*What to produce*. Copy the data from the line that contains "headlight, that would be wonderful." to its last line, exactly, including both of those lines and leaving out everything before.

####################

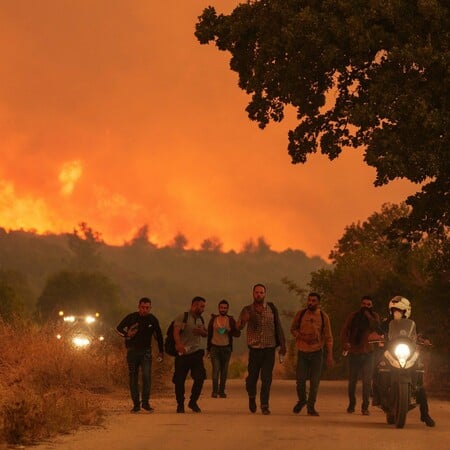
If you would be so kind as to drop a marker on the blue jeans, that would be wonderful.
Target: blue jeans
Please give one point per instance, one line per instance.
(309, 366)
(139, 358)
(220, 359)
(260, 361)
(360, 364)
(184, 364)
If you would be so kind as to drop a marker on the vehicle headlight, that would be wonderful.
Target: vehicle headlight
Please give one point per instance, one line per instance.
(81, 341)
(402, 352)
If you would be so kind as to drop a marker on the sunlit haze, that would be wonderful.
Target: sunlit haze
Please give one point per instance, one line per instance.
(111, 113)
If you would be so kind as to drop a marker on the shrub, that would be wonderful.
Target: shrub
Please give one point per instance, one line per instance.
(48, 387)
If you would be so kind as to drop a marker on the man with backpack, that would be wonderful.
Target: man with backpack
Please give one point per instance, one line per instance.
(189, 333)
(312, 331)
(138, 328)
(221, 330)
(355, 341)
(264, 334)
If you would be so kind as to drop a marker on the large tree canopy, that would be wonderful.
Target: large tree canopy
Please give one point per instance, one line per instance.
(373, 74)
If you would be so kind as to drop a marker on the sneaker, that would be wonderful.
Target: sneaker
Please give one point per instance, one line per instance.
(193, 405)
(147, 407)
(429, 422)
(180, 409)
(298, 407)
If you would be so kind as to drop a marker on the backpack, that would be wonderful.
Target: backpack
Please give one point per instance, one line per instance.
(169, 342)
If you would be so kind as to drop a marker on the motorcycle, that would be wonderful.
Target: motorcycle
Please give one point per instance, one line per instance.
(398, 373)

####################

*Solved exercise*.
If you would be so kind as to drop a marker on the vehicle headlight, that would be wonderful.
Target: vehicle headlight
Please give one point per instance, one line per instance.
(81, 341)
(402, 352)
If you would be so kind as to drop a marker on the sunlit haze, that would be wonderful.
Target: sunlit haze
Please give one point per instance, one line per instance.
(111, 113)
If you would be so kind as to drop a marker on the shrub, that would be wonderful.
Target: shrub
Please give one point per instance, one line per instance.
(48, 387)
If you would be so kind as to drop a marker on the man with backpack, that would be wonderful.
Target: man with backpack
Please give one point per instance, one line per instance.
(189, 333)
(312, 331)
(138, 328)
(221, 330)
(355, 341)
(264, 334)
If you would be so kind as to drop a marker on the large tree canopy, that would be wonderful.
Target: large tree canopy
Please give one point per instance, one line per instance.
(373, 74)
If you would be so kind as to drop a marker on the sneaker, that would be wonderful.
Target: sneaker
Please give one point per instance, one line per instance.
(193, 405)
(147, 407)
(429, 422)
(180, 409)
(298, 407)
If you would be so kind as to drop a marker on the backpack, that would be wonderful.
Target: backpack
Please give one point per instance, one line per instance.
(169, 342)
If you would be so kind as to drop a marker on the motorcycle, that would be wonderful.
Target: motorcycle
Please give one point per instance, one line per instance.
(398, 373)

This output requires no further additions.